==== Information given ====

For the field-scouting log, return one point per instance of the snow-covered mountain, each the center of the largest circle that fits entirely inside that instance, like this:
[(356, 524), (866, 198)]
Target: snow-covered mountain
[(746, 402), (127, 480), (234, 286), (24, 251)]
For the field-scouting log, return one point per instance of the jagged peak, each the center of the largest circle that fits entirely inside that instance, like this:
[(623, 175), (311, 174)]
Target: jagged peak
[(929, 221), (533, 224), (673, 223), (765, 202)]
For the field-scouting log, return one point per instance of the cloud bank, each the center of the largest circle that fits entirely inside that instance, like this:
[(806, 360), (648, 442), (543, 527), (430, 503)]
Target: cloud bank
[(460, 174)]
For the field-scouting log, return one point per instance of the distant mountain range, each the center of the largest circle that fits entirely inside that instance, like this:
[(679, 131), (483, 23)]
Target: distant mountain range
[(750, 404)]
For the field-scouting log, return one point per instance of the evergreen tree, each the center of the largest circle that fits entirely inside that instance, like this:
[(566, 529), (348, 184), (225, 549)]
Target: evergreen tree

====

Return exactly the lines in the records above, beginning with the one that holds "[(806, 360), (648, 442), (543, 527), (430, 503)]" and ending with the last.

▸ **Result**
[(806, 360), (648, 442), (543, 527), (430, 503)]
Target: cloud bank
[(460, 174)]
For the field-scouting log, return one point per instance of the distant mountain range, each the center of the largest circle that fits entirely inside that instance, like this:
[(679, 131), (483, 23)]
Target: distant mountain range
[(750, 404)]
For the field-scouting log, return one point per instance of the evergreen tree, each the center of the largest circle that fits entirely inside that instance, like this:
[(566, 529), (348, 184), (225, 549)]
Target: evergreen tree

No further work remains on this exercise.